TEKS BACAAN:
---

JAKARTA, SUDUTPANDANG.ID – OC Kaligis kembali menyurati Menteri Hukum dan HAM (Menkumham) Yasonna Laoly. Dalam surat terbuka, Advokat senior ini memohon petunjuk Menkumham soal pelaksanaan putusan Mahkamah Konstitusi Nomor: 41/PUU-XIX/2021 mengenai pemberian remisi.
“Semoga juga pertimbangan hukum Putusan MK Nomor 41 yang Erga Omnes, dapat memenuhi semua harapan warga binaan yang sangat merindukan diperlakukan tanpa tebang pilih, termasuk mimpi semua para warga binaan untuk mendapatkan remisi,” harap OC Kaligis dalam suratnya.
Berikut isi surat terbuka selengkapnya yang ditulis langsung OC Kaligis dari Lapas Sukamiskin, Bandung:
Sukamiskin, Senin 18 Oktober 2021.
Hal : Mohon Petunjuk Pelaksanaan.
Kepada Yth: Bapak Menteri Hukum dan HAM Bapak Yasonna Laoly SH. Phd.

---

Catatan pelabelan lokasi:

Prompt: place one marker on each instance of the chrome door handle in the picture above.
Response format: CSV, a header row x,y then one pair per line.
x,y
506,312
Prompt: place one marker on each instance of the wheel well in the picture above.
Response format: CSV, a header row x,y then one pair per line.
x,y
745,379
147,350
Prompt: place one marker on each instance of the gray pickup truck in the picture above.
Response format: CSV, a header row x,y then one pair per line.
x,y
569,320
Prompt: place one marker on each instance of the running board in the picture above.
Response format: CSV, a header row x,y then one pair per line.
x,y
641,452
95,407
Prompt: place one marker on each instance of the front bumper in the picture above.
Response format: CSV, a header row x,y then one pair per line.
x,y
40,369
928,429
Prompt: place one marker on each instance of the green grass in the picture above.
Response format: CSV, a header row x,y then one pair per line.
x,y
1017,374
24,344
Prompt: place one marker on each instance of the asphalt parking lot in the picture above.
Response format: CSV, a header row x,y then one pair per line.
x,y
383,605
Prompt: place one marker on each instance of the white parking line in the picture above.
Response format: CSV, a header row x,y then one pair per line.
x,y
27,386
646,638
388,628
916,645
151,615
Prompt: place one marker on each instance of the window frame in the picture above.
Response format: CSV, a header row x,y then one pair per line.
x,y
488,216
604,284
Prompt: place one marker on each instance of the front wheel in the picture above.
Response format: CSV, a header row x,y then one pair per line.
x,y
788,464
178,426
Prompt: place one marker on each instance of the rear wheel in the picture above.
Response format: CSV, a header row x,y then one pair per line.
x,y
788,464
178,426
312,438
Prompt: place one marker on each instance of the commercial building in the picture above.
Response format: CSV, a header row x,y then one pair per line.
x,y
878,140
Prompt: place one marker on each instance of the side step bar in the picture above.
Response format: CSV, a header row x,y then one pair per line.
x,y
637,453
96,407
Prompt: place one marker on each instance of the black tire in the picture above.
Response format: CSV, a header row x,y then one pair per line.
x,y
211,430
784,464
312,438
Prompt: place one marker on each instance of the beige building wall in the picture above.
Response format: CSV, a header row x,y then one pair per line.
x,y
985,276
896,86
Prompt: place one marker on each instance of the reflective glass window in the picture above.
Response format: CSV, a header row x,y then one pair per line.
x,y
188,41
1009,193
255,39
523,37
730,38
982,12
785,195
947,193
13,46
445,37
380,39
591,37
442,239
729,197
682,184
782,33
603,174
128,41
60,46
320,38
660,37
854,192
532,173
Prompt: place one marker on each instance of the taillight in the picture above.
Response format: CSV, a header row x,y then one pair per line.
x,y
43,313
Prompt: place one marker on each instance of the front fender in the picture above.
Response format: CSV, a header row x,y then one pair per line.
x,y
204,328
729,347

---

DAFTAR TUGAS:
a – Menurut teks bacaan, dari mana OC Kaligis menulis surat terbukanya?
b – Sunting teks bacaan: tuliskan kembali bagian dari "JAKARTA, SUDUTPANDANG.ID –" sampai "Laoly SH. Phd.", dengan "surat terbuka" diganti menjadi "surat umum".

JAWABAN YANG DIHARAPKAN:
a – Dari Lapas Sukamiskin, Bandung.

b –
JAKARTA, SUDUTPANDANG.ID – OC Kaligis kembali menyurati Menteri Hukum dan HAM (Menkumham) Yasonna Laoly. Dalam surat umum, Advokat senior ini memohon petunjuk Menkumham soal pelaksanaan putusan Mahkamah Konstitusi Nomor: 41/PUU-XIX/2021 mengenai pemberian remisi.
“Semoga juga pertimbangan hukum Putusan MK Nomor 41 yang Erga Omnes, dapat memenuhi semua harapan warga binaan yang sangat merindukan diperlakukan tanpa tebang pilih, termasuk mimpi semua para warga binaan untuk mendapatkan remisi,” harap OC Kaligis dalam suratnya.
Berikut isi surat umum selengkapnya yang ditulis langsung OC Kaligis dari Lapas Sukamiskin, Bandung:
Sukamiskin, Senin 18 Oktober 2021.
Hal : Mohon Petunjuk Pelaksanaan.
Kepada Yth: Bapak Menteri Hukum dan HAM Bapak Yasonna Laoly SH. Phd.